**Task input**
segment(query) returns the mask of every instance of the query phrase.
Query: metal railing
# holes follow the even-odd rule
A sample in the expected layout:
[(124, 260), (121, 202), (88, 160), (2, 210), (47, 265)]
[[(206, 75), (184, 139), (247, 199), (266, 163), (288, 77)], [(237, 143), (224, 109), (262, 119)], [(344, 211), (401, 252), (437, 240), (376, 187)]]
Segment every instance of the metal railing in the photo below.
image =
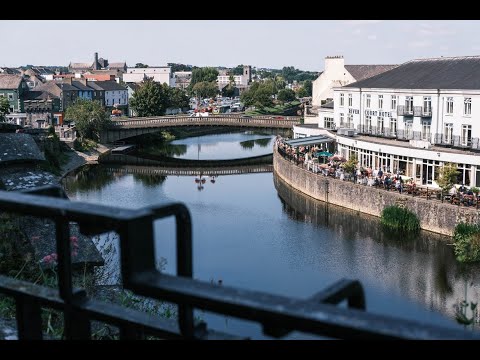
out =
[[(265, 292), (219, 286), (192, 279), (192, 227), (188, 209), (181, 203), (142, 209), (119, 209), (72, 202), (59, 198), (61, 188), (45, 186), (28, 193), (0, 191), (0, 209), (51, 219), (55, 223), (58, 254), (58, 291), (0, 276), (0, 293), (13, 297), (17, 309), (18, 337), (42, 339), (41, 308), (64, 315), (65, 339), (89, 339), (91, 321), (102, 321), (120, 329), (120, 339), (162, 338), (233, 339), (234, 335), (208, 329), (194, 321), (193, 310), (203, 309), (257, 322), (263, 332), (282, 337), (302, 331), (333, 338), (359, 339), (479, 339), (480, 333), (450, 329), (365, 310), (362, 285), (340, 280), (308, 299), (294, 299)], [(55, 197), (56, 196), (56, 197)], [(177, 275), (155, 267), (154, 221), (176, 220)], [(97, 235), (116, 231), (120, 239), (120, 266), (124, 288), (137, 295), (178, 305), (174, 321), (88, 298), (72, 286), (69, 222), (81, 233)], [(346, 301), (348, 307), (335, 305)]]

...

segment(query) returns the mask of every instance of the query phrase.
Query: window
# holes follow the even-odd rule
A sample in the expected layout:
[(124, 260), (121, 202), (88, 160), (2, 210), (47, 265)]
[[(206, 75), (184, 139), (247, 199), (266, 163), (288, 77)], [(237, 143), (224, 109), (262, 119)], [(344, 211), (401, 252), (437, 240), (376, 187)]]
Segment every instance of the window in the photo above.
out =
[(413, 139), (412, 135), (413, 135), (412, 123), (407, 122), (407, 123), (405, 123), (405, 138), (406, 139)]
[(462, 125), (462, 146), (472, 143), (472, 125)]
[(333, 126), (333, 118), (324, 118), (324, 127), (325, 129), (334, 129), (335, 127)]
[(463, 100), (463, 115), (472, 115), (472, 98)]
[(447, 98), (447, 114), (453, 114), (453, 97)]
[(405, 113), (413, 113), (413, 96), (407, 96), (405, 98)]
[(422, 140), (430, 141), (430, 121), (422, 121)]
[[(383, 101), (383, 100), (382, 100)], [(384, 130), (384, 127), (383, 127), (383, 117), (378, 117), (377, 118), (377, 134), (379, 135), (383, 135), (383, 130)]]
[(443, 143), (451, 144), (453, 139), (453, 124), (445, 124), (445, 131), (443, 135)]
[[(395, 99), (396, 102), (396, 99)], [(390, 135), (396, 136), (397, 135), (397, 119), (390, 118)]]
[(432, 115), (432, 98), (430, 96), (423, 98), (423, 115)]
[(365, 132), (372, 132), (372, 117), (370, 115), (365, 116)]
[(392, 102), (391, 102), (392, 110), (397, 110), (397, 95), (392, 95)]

**Given request**
Gather every line from the items above that contains the word "photo".

**Correct response**
Segment every instance of the metal railing in the photo below.
Segment every instance of the window in the photo above.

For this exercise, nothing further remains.